- **Brief**:
Carry on the blog excerpt below, which covers a family cold, television viewing and the autumn weather, picking up after its final sentence.

- **Excerpted passage**:
* * *

Well, he is managing. Has some good neighbours and, currently, a reliable lady who keeps a kindly eye on him. One can only hope his hearing impairment does not worsen to the point where he needs full time care.
Oh, I was going to print a picture of the young Bill in cricket gear, but I can't find it.
Getting older can sometimes be better imagined than experienced.

Saturday, November 19, 2022

Post 453. THE DREADED LURGI.

 WE'VE ALL HAD IT

STARTING WITH OUR GRANDSON.
Platform One sent Ellis home. He was fine when he left in the morning. I think it must have been about lunchtime when somebody at the college realised he was coming down with the lurgi. He was home early afternoon: pale. feeling like crap, straight to bed. He wanted nothing to eat and no visitors. Mo and I gamely soldiered on until the inevitable: then we all had it. It was not Covid, so that was one blessing, but it is the father and mother of all coughs and colds and it hangs on like a native American tracker. So we still have it. Getting better though. Or so we tell ourselves.
TELEVISION.
Stuck inside I have watched more than my normal helping of television. Fortunately this has included two splendid series: a ten and a six parter, The ten parter was Series 5 of The Crown, a further reminder that the 'top people' in this country and throughout the world are mostly self-serving, lying bastards. There's a surprise!
The six parter was The English (still showing on BBC2), an intriguing western filmed in Spain. Wonderful acting by all concerned.
I no longer bother with chat shows. Not even Yasmin Alibhai-Brown or Owen Jones can rescue Vine from the fat, failed, right-wing hacks who appear every week calling themselves broadcasters. or the pointless ex politicians who now purport to be reality television stars.
They're on - I'm off!
BUT IT'S NOT ALL BAD.
GUTTERING SORTED.
Yesterday Stuart Boyd-Kerr and his cheerful team did a fine job replacing the guttering on the kitchen window side of the house. It will be quite a change not to be standing behind Niagara Falls when the next cloud bursts overhead. Thanks, lads.
Cheers everybody. 


Sunday, November 06, 2022

Post 452. THE DRY SUMMER THAT WAS

 BECAME THE DIRE AUTUMN THAT IS

COLD, WET, AND WINTRY.
It isn't my time of year or my kind of weather, but it does give me the opportunity to indulge in the Englishman's top topic of conversation other than his dog and the shit state the country is in.

* * *

- **Data for analysis**:

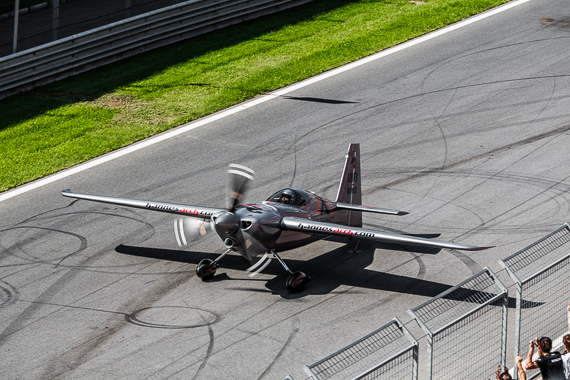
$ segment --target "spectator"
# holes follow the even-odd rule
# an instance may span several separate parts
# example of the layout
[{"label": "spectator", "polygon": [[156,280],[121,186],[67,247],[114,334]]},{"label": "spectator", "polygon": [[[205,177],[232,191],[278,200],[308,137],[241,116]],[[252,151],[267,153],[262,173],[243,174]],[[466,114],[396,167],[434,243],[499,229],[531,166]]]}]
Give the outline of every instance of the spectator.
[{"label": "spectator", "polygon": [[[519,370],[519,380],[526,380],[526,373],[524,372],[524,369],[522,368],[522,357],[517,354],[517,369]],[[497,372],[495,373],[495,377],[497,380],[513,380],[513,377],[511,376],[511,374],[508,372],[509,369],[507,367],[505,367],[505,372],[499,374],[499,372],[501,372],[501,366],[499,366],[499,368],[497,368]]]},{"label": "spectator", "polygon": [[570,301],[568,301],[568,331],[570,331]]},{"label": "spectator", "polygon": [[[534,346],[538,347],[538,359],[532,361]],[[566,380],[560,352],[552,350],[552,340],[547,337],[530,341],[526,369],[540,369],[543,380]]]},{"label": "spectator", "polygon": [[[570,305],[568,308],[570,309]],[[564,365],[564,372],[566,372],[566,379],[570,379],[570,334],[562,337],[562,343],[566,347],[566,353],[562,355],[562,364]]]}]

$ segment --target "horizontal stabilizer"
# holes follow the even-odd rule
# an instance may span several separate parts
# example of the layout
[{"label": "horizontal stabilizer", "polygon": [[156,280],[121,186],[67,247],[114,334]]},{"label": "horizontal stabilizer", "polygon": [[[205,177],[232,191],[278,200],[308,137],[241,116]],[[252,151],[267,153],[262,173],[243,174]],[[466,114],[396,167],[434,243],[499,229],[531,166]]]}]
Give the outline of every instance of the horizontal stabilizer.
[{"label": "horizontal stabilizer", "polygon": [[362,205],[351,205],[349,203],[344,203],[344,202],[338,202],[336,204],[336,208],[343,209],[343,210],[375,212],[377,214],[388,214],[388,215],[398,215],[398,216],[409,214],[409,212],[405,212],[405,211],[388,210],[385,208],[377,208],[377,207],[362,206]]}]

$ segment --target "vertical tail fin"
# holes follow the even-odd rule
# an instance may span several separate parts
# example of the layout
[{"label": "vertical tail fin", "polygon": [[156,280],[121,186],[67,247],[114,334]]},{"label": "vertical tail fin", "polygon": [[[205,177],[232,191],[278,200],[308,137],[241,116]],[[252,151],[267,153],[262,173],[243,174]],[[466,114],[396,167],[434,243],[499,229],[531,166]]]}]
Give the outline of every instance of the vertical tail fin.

* * *

- **Answer area**:
Yep. it's the weather again. Only a citizen of this daft kingdom can understand it, but the weather has always been an obsession with us, probably because we are a very small island and we get an awful lot of it: right now the sun is trying to peel the paint off the car outside; when I started writing it was pitch black and peeing down, and I switched on the desk lamp to see the keyboard.
That's only at Wootton Bridge. Family and friends living but a few miles from us can experience different weather from us and from each other. Rain. Shine. Wind. There's no sense to it.
And there's no sense to today's Britain, either. C'est la vie.
But it's not the country I was brought up in.
FINISHED READING
A COMPELLING INSIGHT into an actor's life.
A plane here, a boat there, a train elsewhere. If Alan Rickman's diaries had done nothing more they would at least have convinced me - stage fright apart - that I'd never have made it in the acting profession. It takes unflagging dedication, immense courage, and the patience to be tactful with any colleague of irksome ego. It takes a lot of wisdom and dependable gut instinct. He had it all. He also travelled a lot and seldom ate at home: a lot of restaurant owners and chefs will have missed him when he went. So will his bevy of lifelong friends. I only briefly saw him in person once (at Anthony Minghella's farewell service on the IW), but I liked him as did the many million others who enjoyed his varied acting performances. I don't think he'd want a lot of grief. I think he'd have tutted at that. RIP Mr Rickman. Your diaries are a welcome addition to my library.